**WHAT YOU SHOULD DO**:
Print the records verbatim from their first line through the line containing "x=484 y=277", both ends included.

**THE INPUT**:
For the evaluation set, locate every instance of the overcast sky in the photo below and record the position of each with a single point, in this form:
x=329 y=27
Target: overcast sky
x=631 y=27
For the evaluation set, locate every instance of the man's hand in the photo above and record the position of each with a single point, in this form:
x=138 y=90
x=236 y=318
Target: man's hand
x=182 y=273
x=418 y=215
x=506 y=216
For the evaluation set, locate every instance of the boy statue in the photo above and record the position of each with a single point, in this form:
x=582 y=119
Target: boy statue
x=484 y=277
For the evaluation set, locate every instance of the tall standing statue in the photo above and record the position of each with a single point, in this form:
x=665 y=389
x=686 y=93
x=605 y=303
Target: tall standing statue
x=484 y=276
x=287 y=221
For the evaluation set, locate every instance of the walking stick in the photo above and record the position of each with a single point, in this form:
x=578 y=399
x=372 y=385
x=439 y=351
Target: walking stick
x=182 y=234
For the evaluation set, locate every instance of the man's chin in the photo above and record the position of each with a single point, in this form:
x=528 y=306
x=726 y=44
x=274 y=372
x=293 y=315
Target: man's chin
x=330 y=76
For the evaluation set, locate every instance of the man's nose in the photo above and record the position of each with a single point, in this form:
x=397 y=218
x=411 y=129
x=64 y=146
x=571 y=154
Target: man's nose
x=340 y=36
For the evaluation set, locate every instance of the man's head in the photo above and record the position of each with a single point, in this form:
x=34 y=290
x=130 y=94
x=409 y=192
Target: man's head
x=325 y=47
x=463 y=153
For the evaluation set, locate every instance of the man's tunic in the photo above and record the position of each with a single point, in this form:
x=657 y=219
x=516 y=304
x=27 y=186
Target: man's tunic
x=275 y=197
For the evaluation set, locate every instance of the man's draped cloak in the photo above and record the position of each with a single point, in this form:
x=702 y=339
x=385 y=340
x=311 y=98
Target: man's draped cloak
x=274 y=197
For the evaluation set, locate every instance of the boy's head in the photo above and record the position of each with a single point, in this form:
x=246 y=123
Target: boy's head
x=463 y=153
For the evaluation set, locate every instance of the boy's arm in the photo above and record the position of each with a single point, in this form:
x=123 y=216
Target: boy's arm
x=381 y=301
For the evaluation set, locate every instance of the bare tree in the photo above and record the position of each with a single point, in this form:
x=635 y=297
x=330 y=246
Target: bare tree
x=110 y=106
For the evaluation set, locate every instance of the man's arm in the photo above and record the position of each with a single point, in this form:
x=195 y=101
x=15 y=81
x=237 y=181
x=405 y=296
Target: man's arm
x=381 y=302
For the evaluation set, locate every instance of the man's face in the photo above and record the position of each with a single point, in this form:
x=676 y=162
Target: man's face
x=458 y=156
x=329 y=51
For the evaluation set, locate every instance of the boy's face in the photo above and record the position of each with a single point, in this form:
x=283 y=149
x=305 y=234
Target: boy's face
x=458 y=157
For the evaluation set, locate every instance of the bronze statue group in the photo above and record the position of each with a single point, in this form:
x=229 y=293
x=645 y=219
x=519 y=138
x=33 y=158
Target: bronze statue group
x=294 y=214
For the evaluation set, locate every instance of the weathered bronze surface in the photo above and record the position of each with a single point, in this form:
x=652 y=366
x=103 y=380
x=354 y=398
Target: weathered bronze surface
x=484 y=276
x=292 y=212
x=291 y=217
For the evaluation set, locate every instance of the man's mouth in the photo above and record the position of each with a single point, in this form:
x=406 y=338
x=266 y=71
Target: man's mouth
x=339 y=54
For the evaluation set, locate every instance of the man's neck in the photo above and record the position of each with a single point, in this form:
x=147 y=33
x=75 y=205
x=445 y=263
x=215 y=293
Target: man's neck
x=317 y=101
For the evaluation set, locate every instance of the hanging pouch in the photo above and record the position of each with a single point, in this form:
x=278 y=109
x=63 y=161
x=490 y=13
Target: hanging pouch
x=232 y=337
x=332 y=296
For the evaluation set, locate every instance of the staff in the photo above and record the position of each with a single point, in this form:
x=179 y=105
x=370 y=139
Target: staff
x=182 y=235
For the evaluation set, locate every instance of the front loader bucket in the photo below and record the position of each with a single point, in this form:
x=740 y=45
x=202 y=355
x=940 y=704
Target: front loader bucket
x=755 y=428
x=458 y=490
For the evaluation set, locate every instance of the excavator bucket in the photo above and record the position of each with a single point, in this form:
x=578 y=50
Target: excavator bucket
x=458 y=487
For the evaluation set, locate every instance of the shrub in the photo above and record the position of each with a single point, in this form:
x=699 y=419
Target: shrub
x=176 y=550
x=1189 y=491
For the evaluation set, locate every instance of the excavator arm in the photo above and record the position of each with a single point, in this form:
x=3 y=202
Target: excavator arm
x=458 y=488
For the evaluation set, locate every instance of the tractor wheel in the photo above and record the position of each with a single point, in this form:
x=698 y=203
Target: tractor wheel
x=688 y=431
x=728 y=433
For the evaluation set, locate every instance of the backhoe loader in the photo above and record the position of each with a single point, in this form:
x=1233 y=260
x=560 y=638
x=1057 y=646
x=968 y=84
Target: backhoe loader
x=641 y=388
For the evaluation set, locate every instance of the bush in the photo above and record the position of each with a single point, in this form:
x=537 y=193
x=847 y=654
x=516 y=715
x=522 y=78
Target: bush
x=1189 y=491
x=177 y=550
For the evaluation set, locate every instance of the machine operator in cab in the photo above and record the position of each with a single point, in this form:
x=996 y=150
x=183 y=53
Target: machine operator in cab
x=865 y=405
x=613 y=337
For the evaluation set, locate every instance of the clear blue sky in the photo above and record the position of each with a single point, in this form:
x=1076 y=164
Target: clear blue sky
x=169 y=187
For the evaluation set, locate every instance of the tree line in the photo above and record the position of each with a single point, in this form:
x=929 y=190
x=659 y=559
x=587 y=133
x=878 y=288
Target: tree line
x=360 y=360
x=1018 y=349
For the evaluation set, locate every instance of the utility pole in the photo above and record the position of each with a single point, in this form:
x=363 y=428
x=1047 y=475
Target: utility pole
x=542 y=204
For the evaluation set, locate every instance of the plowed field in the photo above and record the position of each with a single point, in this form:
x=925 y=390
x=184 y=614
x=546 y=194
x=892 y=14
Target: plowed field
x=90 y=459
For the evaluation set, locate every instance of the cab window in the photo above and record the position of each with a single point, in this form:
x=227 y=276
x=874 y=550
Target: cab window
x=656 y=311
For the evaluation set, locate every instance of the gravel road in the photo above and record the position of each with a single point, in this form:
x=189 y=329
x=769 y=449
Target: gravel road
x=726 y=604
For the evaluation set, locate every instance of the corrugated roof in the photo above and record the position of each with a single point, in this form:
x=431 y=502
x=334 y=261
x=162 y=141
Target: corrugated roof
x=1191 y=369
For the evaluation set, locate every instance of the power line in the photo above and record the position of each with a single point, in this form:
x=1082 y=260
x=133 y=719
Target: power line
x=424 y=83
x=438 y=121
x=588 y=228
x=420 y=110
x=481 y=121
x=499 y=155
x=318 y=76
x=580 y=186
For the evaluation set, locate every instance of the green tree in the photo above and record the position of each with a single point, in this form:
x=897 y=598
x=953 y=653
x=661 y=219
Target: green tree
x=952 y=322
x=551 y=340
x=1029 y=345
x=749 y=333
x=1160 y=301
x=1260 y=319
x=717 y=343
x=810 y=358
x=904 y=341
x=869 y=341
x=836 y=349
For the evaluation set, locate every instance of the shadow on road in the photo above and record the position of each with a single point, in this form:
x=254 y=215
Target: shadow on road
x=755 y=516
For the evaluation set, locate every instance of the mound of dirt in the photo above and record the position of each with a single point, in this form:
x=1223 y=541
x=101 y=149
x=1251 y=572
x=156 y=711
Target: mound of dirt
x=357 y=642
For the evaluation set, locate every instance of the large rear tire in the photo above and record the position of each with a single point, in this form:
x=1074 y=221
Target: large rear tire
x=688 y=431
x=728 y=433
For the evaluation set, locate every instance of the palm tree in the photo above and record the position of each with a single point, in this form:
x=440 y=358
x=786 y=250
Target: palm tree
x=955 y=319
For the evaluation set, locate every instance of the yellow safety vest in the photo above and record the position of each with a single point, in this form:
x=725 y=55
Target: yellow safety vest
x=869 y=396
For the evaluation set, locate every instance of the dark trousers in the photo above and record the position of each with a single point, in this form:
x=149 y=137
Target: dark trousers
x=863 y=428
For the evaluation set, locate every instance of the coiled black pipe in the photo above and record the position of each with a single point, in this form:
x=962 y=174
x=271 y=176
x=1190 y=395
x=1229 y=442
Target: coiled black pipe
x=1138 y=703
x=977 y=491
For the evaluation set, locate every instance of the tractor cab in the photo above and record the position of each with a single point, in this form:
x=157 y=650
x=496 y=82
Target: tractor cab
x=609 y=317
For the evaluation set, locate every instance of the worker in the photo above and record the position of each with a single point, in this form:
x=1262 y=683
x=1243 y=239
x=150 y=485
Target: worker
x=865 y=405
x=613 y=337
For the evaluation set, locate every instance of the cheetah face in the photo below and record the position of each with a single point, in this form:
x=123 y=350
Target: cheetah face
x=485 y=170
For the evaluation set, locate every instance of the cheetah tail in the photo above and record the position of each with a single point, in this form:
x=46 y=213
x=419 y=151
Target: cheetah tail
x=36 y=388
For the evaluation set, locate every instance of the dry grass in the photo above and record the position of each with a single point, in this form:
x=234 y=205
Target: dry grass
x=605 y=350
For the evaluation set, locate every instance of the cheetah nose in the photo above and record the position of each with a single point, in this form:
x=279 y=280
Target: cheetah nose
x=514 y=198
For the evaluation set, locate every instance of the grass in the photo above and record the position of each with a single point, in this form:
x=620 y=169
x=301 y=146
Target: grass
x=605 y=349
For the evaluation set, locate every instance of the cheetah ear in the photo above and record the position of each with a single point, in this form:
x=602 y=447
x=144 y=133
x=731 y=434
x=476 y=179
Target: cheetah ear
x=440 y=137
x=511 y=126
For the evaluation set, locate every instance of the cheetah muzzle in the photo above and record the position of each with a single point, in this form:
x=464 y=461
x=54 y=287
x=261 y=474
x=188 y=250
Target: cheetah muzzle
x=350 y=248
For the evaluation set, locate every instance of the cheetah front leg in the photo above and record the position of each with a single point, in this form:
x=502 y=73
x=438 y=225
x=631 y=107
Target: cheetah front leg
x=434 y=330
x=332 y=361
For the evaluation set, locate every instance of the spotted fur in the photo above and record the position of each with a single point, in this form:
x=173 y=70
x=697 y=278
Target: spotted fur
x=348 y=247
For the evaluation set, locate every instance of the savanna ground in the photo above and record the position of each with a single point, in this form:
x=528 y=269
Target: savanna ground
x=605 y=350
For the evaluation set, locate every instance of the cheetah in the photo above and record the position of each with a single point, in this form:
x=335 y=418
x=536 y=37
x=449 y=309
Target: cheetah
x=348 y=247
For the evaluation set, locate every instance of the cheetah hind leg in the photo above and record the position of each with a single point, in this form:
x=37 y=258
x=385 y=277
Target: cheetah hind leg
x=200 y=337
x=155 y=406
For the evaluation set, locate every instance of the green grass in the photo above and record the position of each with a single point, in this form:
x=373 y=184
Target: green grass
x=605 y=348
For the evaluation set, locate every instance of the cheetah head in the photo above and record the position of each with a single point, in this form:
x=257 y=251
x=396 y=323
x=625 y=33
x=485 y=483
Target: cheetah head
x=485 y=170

**WRITTEN SOLUTION**:
For the evaluation set, locate every instance of the overcast sky in the photo below and record the position of each with a single point, in this form:
x=329 y=27
Target: overcast sky
x=631 y=27
For the evaluation set, locate every instance of the man's hand in the photo above and record the position of each with a single point, in this form:
x=138 y=90
x=236 y=318
Target: man's hand
x=182 y=273
x=418 y=215
x=506 y=216
For the evaluation set, locate every instance of the boy statue in the photo above and record the position of each with a single point, in this form:
x=582 y=119
Target: boy statue
x=484 y=277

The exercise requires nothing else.